Butir data
——
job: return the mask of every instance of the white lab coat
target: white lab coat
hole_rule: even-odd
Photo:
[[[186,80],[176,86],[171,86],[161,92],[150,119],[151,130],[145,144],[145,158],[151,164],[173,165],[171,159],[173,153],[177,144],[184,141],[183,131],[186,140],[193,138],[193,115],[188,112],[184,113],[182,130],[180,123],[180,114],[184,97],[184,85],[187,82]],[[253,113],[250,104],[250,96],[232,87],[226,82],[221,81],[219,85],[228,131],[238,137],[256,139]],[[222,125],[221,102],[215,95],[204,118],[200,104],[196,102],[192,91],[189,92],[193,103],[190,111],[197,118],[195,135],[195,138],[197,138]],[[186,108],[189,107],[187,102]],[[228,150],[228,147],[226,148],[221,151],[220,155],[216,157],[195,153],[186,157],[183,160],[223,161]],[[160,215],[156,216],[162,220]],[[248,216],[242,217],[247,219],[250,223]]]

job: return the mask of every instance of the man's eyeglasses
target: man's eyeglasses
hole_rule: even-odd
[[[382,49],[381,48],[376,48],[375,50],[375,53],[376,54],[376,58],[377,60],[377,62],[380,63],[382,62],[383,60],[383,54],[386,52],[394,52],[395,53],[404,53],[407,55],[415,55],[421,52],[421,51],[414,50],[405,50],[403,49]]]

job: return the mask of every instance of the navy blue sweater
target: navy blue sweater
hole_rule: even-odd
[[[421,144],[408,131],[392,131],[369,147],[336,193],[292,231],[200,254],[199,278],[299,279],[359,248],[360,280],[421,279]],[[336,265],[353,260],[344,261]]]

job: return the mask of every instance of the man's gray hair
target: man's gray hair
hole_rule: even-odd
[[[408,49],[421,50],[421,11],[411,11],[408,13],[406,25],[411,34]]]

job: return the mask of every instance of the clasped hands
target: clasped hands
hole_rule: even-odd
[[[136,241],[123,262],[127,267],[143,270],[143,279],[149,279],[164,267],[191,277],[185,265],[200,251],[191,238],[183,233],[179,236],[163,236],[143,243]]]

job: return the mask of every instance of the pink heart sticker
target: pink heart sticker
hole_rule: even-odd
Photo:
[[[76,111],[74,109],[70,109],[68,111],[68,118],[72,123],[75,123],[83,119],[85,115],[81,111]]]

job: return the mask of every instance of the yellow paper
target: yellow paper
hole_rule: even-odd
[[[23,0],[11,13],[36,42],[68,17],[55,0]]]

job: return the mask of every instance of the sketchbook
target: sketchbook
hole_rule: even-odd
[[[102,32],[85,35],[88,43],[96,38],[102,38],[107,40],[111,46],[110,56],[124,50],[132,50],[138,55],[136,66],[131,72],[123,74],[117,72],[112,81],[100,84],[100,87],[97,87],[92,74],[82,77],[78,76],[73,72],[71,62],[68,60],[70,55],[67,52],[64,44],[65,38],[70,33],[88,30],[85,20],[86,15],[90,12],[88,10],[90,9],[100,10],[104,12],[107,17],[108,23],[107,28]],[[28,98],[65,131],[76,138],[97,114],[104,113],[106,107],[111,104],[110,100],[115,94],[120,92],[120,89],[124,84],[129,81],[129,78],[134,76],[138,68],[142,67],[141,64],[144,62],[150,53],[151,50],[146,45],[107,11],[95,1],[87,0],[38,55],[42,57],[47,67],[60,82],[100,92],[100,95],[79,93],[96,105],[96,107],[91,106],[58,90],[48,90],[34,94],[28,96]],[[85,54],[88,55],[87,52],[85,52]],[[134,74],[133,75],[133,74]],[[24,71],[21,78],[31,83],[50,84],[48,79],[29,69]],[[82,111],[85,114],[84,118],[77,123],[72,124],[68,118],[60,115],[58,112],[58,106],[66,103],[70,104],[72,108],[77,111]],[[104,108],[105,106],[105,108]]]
——
> Tugas Tertulis: Salin kembali seluruh baris di atas tanpa mengubah satu karakter pun.

> Hasil Tugas:
job: return the mask of every instance of the white lab coat
target: white lab coat
hole_rule: even-odd
Photo:
[[[186,80],[176,86],[171,86],[161,92],[150,119],[151,130],[145,144],[145,158],[151,164],[173,165],[171,159],[173,153],[177,144],[184,141],[183,131],[186,140],[193,138],[193,115],[188,112],[184,113],[182,130],[180,123],[180,114],[184,97],[184,85],[187,82]],[[253,113],[250,104],[250,96],[232,87],[226,82],[221,81],[219,85],[228,131],[238,137],[256,139]],[[222,125],[221,102],[215,95],[204,118],[200,104],[196,102],[192,91],[189,92],[193,103],[190,111],[197,118],[195,135],[195,138],[197,138]],[[186,108],[189,107],[187,102]],[[228,150],[228,147],[226,148],[221,151],[220,155],[216,157],[195,153],[186,157],[183,160],[223,161]],[[160,215],[156,216],[162,220]],[[248,216],[242,217],[247,219],[250,223]]]

job: return the mask of every instance of the man's eyeglasses
target: man's eyeglasses
hole_rule: even-odd
[[[382,49],[381,48],[376,48],[375,50],[375,53],[376,54],[376,58],[377,60],[377,62],[380,63],[382,62],[383,60],[383,54],[386,52],[394,52],[395,53],[404,53],[407,55],[415,55],[421,52],[421,51],[414,50],[405,50],[403,49]]]

job: return the mask of every instance of the navy blue sweater
target: navy blue sweater
hole_rule: even-odd
[[[421,144],[408,131],[392,131],[369,147],[336,193],[292,231],[200,254],[199,278],[299,279],[359,248],[360,280],[421,279]],[[336,265],[353,260],[344,261]]]

job: return the mask of every instance of the man's gray hair
target: man's gray hair
hole_rule: even-odd
[[[408,49],[421,50],[421,11],[411,11],[408,13],[406,25],[411,34]]]

job: return the mask of every instance of the clasped hands
target: clasped hands
hole_rule: even-odd
[[[136,241],[123,262],[127,267],[143,270],[143,279],[149,279],[164,267],[191,277],[185,265],[200,251],[191,238],[183,233],[179,236],[163,236],[143,243]]]

job: return the mask of every instance of the pink heart sticker
target: pink heart sticker
hole_rule: even-odd
Photo:
[[[76,111],[74,109],[70,109],[68,111],[68,118],[72,123],[75,123],[83,119],[85,115],[81,111]]]

job: return the mask of every instance of the yellow paper
target: yellow paper
hole_rule: even-odd
[[[23,0],[11,13],[36,42],[68,17],[55,0]]]

job: return the mask of every instance of the sketchbook
target: sketchbook
hole_rule: even-odd
[[[102,32],[85,35],[88,43],[96,38],[102,38],[107,40],[111,46],[110,56],[124,50],[132,50],[138,55],[136,66],[131,72],[123,74],[117,72],[112,81],[100,84],[100,87],[97,87],[92,74],[82,77],[78,76],[73,72],[71,62],[68,60],[70,55],[67,52],[64,44],[65,38],[70,33],[88,30],[85,20],[86,15],[90,12],[88,10],[90,9],[100,10],[104,12],[107,17],[108,23],[107,28]],[[28,98],[65,131],[76,138],[97,114],[104,113],[106,107],[111,104],[110,100],[115,94],[120,92],[120,89],[124,84],[129,81],[129,78],[134,76],[138,68],[142,67],[141,64],[144,62],[150,53],[151,50],[146,45],[107,11],[95,1],[87,0],[38,55],[42,57],[47,67],[60,82],[100,92],[100,95],[79,93],[96,105],[96,107],[91,106],[58,90],[48,90],[34,94],[28,96]],[[85,54],[88,55],[87,52],[85,52]],[[134,74],[133,75],[133,74]],[[24,71],[21,78],[31,83],[50,84],[48,79],[29,69]],[[82,111],[85,114],[84,118],[77,123],[72,124],[68,118],[60,115],[58,112],[58,106],[66,103],[70,104],[72,108],[77,111]],[[104,108],[105,106],[105,108]]]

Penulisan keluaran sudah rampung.